Stored records
· · · ·

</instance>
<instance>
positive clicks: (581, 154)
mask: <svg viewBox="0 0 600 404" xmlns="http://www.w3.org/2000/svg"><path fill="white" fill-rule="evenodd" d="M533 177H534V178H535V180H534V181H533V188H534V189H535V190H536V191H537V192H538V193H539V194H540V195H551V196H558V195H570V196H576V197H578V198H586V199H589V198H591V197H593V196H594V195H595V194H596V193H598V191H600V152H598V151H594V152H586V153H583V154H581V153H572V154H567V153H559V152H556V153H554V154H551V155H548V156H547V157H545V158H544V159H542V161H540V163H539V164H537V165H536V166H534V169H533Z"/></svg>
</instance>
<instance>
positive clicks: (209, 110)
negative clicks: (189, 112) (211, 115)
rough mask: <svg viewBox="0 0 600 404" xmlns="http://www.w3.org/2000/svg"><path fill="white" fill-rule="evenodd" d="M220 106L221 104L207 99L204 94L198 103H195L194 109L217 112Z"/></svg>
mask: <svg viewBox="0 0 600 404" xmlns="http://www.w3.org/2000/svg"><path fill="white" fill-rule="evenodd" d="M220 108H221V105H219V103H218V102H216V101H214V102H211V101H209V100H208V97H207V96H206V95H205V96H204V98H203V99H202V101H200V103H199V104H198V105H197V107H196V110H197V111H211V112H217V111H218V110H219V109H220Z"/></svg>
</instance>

· · · ·

(Exercise instructions)
Nothing in the data may be left out; copy every line exactly.

(Answer section)
</instance>
<instance>
positive clicks: (581, 154)
mask: <svg viewBox="0 0 600 404" xmlns="http://www.w3.org/2000/svg"><path fill="white" fill-rule="evenodd" d="M533 177H534V178H535V180H534V181H533V188H534V189H535V190H536V191H537V192H538V193H539V194H540V195H551V196H558V195H570V196H576V197H578V198H586V199H589V198H591V197H593V196H594V195H595V194H596V193H598V191H600V152H598V151H594V152H586V153H583V154H581V153H572V154H567V153H559V152H556V153H554V154H551V155H548V156H547V157H545V158H544V159H542V161H540V163H539V164H537V165H536V166H534V169H533Z"/></svg>
</instance>
<instance>
positive clicks: (209, 110)
negative clicks: (189, 112) (211, 115)
rough mask: <svg viewBox="0 0 600 404" xmlns="http://www.w3.org/2000/svg"><path fill="white" fill-rule="evenodd" d="M220 106L221 104L207 99L204 94L198 103H195L194 109L217 112Z"/></svg>
mask: <svg viewBox="0 0 600 404" xmlns="http://www.w3.org/2000/svg"><path fill="white" fill-rule="evenodd" d="M220 108H221V105H219V103H218V102H216V101H214V102H211V101H209V100H208V97H207V96H206V95H205V96H204V98H203V99H202V101H200V103H199V104H198V105H197V107H196V110H197V111H211V112H217V111H218V110H219V109H220Z"/></svg>
</instance>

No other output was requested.